> _Texto selecionado_:
=-=-=
De acordo com o procurador, São Lourenço recebeu até agora R$ 3,5 milhões em royalties. São cerca de R$ 500 mil por mês, o que representa 15% da receita do município. Metade dos recursos já foi investida. Desse montante, metade foi para obras, como as desapropriações e obras do pátio de eventos e a praça do Canhão. O restante, segundo o procurador, foi usado para comprar remédios e material para as escolas, fazer a manutenção do hospital e melhorar o serviço de lixo.
"Saúde e educação já contam com uma parcela obrigatória dos recursos constitucionais. Por isso o dinheiro dos royalties também está sendo aplicado em outras áreas", diz o procurador. "Muitas vezes chega o fim do ano e o município não conseguiu investir tudo." Em breve, entretanto, o hospital municipal, o Petrolina Campos, será reformado com o dinheiro vindo da ANP.
O receio de Torres é que, em instâncias superiores da Justiça, decida-se pela não concessão dos royalties. "O município iria parar sem esse dinheiro."
Por lei, os municípios podem usar a verba dos royalties da forma como preferirem. Só fica proibida a aplicação do dinheiro para pagamento de dívidas (exceto se forem com a União) e do quadro permanente de pessoal.
Esta última reportagem de Valor Econômico foi citada a propósito, pensando que poderá ser de grande utilidade principalmente aos Prefeitos de Pernambuco. Vamos buscar ensinamento na contabilidade pública praticada em nosso País e rever os conceitos de Receitas e Despesas Públicas.
Receitas Públicas
São todos os ingressos de caráter não devolutivo auferidos pelo poder público, em qualquer esfera e governo, para a alocação e cobertura das despesas públicas. Dessa forma todo ingresso orçamentário constitui uma receita pública, pois tem como finalidade atender as despesas públicas contraídas, é o que determina a Lei Federal nº 4.320/64, classificando-as em:
- Orçamentária;
- Extra-Orçamentária.
=-=-=
> _O que fazer_:
• 1. No texto sobre os royalties, reescreva o trecho que começa em "Esta última reportagem" e vai até "e Despesas Públicas.", substituindo "Prefeitos" por "Vereadores".
• 2. Segundo o texto sobre os royalties, quanto São Lourenço recebe de royalties por mês?
• 3. Dê a continuação do texto sobre os royalties e as receitas públicas a partir do ponto em que ele termina.

> _Dados fornecidos_:
=-=-=
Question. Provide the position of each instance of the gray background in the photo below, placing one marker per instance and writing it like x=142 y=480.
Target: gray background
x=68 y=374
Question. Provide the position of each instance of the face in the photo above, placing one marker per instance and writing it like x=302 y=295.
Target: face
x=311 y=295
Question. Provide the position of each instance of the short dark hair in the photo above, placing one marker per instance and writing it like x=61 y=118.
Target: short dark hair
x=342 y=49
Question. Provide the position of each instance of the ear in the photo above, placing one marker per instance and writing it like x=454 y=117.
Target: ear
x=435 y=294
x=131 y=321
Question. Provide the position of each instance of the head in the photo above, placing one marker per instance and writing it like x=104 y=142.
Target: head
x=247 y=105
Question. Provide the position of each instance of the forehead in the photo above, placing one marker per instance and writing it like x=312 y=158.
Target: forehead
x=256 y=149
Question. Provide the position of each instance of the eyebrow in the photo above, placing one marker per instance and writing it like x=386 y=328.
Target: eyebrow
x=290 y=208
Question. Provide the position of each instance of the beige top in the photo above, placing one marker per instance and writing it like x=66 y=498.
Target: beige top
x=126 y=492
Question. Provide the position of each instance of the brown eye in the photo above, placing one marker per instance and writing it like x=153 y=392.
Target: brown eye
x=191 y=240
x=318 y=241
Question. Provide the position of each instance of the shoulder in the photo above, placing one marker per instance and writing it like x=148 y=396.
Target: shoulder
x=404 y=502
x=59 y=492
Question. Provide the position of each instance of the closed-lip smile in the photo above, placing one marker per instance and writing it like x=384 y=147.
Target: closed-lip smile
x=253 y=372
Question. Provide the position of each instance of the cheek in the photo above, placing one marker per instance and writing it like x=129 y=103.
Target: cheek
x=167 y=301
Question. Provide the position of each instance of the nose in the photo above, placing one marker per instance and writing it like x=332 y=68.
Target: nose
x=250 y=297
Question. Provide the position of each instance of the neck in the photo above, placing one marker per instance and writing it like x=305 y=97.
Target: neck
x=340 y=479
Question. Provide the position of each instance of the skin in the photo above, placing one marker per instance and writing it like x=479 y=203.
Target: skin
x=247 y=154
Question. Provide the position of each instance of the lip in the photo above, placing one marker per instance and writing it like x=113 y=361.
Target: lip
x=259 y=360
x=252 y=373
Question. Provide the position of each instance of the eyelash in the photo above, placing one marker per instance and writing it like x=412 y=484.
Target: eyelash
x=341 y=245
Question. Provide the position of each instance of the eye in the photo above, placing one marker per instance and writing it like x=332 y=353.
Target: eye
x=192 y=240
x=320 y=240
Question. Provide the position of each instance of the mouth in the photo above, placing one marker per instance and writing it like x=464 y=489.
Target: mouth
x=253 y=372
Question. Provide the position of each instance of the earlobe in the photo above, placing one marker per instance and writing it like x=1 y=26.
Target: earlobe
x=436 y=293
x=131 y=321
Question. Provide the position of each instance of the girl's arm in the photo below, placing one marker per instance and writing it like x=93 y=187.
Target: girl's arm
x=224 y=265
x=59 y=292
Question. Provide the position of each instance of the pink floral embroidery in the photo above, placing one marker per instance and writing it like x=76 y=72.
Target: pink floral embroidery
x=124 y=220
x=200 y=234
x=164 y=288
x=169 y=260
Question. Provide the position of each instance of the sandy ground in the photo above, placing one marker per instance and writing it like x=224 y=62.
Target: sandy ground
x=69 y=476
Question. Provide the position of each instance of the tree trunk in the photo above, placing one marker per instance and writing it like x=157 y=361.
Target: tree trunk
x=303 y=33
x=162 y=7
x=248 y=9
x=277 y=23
=-=-=
> _Respostas às tarefas_:
• 1.
Esta última reportagem de Valor Econômico foi citada a propósito, pensando que poderá ser de grande utilidade principalmente aos Vereadores de Pernambuco. Vamos buscar ensinamento na contabilidade pública praticada em nosso País e rever os conceitos de Receitas e Despesas Públicas.

• 2. Cerca de R$ 500 mil por mês.

• 3.
É importante recapitular – o royalty mesmo que sob efeito de “Liminar” pode ser previsível, quando definido na Lei Orçamentária Anual – LOA, em caso contrário, trata-se de uma receita extra-orçamentária. O Art. 11, da Lei nº 4.320/64, classifica as receitas em duas categorias:
- Receitas Correntes;
- Receitas de Capital.
O que na verdade nos interessa são as receitas de capital, e é necessário relembrar que os royalties recebidos da ANP, se constituem em receitas de capital, segundo § 2º do Art. 11, da Lei Federal nº 4.320/64, “§ 2º. São receitas de capital as provenientes da realização de recursos financeiros oriundos de constituição de dívidas; da conversão, em espécie, de bens e direitos, os recursos recebidos de despesas classificáveis em despesas de capital e, ainda, o superávit do orçamento”.
Do exposto chegamos a conclusão, que receita de capital, implica em despesas de capital, e reciprocamente. Analisando a legislação pertinente no tocante a matéria, a receita de capital deve ser aplicada em intervenções de infra-estrutura da cidade. Logo os recursos recebidos dos royalties são carimbados, não pode ser aplicado em outra finalidade, se não àquela. Se aplicado de forma diferente pode acarretar na rejeição das contas municipais, e em medidas administrativas ou judiciais, por recomendação dos Tribunais de Contas dos Estados e da União.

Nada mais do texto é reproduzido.